- What needs to be done: Find every line below with the word "resolution" in it, and copy each one.

------ Extracted material

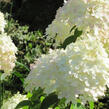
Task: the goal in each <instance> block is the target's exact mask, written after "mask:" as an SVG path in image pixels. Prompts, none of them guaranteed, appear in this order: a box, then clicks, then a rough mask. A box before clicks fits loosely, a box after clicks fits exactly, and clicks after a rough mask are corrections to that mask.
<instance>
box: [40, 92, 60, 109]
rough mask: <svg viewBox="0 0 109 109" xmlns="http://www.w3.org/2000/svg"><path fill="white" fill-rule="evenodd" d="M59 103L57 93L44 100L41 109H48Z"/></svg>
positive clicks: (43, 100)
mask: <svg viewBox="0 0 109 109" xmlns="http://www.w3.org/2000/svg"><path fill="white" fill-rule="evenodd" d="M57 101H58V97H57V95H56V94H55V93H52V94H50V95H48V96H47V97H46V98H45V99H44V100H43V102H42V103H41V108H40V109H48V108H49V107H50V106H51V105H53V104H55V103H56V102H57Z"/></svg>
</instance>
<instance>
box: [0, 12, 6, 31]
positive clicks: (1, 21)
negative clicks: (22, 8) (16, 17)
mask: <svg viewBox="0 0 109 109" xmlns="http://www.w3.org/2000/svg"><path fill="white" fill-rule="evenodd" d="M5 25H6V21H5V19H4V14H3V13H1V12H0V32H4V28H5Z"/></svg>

------------
------ Extracted material

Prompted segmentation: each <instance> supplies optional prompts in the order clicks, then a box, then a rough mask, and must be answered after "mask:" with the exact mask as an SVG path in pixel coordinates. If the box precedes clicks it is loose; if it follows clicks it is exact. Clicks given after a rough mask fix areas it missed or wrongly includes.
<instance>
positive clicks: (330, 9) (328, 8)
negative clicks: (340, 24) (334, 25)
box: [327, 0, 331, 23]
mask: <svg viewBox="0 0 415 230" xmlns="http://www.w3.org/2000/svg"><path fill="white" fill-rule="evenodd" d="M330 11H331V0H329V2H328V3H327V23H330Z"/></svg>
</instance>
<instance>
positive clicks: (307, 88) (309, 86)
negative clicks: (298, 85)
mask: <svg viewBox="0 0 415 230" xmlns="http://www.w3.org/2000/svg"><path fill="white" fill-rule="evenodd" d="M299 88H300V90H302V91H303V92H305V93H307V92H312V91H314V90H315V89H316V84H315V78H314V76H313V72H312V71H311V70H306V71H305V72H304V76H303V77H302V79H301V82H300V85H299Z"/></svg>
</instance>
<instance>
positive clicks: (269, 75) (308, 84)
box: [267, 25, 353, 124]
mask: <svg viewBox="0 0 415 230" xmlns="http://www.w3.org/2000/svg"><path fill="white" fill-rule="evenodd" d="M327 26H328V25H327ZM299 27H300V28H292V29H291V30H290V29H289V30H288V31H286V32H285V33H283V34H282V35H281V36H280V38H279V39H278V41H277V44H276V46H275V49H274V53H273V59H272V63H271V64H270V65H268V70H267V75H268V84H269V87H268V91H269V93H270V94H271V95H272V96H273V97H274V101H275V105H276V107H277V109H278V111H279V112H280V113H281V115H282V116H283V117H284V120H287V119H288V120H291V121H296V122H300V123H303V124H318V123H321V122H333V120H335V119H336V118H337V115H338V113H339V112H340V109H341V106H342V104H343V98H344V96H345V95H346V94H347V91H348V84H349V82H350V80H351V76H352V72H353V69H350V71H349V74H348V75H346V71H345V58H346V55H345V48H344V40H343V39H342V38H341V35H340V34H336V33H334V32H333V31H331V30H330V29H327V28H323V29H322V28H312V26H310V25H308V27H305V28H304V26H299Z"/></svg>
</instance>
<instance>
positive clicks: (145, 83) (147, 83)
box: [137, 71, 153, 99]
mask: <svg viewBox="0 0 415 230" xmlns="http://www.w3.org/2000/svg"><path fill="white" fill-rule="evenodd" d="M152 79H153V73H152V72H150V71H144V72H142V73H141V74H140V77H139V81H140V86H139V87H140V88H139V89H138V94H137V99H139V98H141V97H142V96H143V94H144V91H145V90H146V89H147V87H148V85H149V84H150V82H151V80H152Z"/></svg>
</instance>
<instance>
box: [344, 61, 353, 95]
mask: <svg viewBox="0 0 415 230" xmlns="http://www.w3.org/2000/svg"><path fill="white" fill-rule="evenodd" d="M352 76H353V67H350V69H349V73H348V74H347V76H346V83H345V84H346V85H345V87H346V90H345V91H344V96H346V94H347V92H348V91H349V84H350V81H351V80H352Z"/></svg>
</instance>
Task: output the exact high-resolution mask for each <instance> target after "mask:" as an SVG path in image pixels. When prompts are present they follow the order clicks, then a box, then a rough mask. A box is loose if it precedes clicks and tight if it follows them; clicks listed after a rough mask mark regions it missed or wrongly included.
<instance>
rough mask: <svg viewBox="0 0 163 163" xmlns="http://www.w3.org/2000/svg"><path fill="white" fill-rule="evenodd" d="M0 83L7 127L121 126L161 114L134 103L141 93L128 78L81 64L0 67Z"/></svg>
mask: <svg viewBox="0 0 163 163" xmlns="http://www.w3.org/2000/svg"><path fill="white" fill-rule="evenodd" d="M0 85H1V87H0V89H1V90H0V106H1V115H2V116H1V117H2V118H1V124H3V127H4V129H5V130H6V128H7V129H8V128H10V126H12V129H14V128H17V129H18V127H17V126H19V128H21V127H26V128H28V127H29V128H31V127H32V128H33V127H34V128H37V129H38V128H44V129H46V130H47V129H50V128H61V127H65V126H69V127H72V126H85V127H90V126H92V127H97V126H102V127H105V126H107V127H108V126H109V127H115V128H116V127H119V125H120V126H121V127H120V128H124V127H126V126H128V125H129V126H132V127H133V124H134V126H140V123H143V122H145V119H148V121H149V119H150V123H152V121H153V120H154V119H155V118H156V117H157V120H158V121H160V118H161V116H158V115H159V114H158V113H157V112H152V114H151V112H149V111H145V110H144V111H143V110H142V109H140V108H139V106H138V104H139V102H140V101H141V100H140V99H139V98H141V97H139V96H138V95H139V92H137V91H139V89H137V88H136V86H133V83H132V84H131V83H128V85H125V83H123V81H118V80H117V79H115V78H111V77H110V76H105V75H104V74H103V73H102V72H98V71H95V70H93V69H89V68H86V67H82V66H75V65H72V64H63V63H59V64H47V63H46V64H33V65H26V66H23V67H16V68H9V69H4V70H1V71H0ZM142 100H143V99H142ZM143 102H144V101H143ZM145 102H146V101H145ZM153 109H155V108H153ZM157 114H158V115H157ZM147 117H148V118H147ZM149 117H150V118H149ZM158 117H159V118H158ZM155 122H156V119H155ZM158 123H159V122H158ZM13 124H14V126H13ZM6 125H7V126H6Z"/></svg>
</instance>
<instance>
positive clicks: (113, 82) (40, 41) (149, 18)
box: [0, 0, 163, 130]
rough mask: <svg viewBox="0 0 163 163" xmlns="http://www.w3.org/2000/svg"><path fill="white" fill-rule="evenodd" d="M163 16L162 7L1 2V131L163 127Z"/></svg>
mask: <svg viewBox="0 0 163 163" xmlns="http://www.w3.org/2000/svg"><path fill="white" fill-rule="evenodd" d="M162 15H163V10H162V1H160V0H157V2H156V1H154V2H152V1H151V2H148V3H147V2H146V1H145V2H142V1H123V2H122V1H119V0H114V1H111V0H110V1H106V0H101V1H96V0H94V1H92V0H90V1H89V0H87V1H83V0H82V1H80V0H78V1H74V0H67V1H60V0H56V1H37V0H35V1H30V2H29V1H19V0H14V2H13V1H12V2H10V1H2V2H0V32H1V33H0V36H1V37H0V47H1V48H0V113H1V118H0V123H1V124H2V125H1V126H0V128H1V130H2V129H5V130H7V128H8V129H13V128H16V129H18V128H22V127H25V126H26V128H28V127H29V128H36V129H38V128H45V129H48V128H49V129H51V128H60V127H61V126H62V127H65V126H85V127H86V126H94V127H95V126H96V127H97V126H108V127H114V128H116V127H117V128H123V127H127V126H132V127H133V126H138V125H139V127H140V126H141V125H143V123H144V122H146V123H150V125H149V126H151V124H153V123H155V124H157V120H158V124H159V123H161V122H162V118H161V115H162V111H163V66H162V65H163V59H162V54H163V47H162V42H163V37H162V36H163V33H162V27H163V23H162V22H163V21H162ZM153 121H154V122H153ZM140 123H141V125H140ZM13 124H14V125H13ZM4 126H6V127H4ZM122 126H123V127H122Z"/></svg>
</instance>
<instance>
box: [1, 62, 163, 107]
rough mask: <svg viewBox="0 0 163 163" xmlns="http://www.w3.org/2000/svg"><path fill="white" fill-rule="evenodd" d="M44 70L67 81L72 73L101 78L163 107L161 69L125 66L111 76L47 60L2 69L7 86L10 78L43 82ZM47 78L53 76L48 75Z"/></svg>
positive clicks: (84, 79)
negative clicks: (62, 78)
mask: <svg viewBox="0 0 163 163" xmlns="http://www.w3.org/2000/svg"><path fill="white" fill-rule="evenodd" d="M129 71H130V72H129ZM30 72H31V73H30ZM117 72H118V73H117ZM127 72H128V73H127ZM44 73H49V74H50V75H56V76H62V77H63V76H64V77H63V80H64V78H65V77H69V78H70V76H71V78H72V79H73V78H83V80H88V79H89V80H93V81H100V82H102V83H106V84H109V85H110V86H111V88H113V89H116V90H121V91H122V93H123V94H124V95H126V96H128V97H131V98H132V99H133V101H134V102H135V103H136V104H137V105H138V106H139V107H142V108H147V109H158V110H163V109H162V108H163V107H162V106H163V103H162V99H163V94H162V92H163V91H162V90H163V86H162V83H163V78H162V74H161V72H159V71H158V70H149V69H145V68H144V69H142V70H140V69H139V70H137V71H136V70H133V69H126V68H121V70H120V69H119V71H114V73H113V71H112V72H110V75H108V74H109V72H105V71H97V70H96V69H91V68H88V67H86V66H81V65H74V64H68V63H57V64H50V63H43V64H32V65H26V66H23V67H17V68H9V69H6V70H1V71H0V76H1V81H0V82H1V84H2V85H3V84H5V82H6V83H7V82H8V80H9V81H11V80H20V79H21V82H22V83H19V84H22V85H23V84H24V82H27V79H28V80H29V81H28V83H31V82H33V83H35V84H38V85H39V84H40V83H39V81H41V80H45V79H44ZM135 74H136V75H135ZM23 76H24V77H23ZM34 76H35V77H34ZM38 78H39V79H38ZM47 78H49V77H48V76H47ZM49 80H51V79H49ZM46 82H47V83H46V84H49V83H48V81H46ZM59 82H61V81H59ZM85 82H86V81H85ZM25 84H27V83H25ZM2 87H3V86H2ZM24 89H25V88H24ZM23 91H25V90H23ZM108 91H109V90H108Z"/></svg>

------------
------ Extracted material

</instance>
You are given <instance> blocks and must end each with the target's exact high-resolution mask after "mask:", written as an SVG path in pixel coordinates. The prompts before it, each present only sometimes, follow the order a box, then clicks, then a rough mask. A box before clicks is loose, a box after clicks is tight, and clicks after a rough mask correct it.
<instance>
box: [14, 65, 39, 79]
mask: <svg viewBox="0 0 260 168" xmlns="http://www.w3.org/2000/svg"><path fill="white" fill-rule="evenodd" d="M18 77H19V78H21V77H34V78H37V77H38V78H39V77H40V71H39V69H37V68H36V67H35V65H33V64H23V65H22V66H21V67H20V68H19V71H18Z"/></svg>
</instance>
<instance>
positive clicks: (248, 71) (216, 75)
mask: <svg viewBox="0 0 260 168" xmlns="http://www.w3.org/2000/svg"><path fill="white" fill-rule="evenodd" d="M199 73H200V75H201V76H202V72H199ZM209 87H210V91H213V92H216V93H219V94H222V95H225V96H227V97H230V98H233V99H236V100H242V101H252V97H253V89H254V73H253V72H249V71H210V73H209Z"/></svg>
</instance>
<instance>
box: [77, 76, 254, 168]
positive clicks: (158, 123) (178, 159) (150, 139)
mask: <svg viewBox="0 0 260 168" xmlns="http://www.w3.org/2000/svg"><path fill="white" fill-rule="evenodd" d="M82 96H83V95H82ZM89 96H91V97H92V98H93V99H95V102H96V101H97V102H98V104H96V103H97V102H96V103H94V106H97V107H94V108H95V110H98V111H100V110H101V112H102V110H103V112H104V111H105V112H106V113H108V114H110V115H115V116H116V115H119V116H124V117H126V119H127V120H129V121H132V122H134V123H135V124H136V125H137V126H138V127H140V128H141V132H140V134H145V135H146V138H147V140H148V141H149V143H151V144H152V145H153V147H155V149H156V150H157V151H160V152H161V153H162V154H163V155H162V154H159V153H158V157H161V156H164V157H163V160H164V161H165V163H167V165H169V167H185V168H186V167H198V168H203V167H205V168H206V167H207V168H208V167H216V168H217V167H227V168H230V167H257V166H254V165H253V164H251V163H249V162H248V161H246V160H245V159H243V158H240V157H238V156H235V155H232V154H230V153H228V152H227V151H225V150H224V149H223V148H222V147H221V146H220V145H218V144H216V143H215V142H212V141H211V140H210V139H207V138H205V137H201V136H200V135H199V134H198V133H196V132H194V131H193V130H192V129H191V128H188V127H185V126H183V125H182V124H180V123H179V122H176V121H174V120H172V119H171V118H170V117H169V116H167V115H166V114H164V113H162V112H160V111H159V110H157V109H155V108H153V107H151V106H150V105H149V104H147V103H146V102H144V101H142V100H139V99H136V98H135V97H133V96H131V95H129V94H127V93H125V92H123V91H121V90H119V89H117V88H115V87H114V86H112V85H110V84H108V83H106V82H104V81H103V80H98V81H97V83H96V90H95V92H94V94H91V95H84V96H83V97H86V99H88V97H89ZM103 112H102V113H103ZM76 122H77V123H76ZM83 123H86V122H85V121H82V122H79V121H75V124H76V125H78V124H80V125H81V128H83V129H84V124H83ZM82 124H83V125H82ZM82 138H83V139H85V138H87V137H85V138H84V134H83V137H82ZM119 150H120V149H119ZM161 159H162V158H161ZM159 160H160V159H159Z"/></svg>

------------

- Response to the exercise:
Task: output the exact high-resolution mask for each <instance> target after "mask:" as an SVG path in image pixels. When prompts are present they follow the order clicks, then a box, then a rough mask. A box is loose if it precedes clicks and tight if it follows them; clicks listed after a rough mask mark regions it missed or wrongly included.
You are given <instance> blocks and must end each with the target's exact high-resolution mask after "mask:", written as an SVG path in pixel coordinates. The prompts before it, each present only sometimes, follow the order a box, then clicks, then a rough mask. A box before clicks is loose, a box after clicks is tight, and clicks after a rough mask correct it.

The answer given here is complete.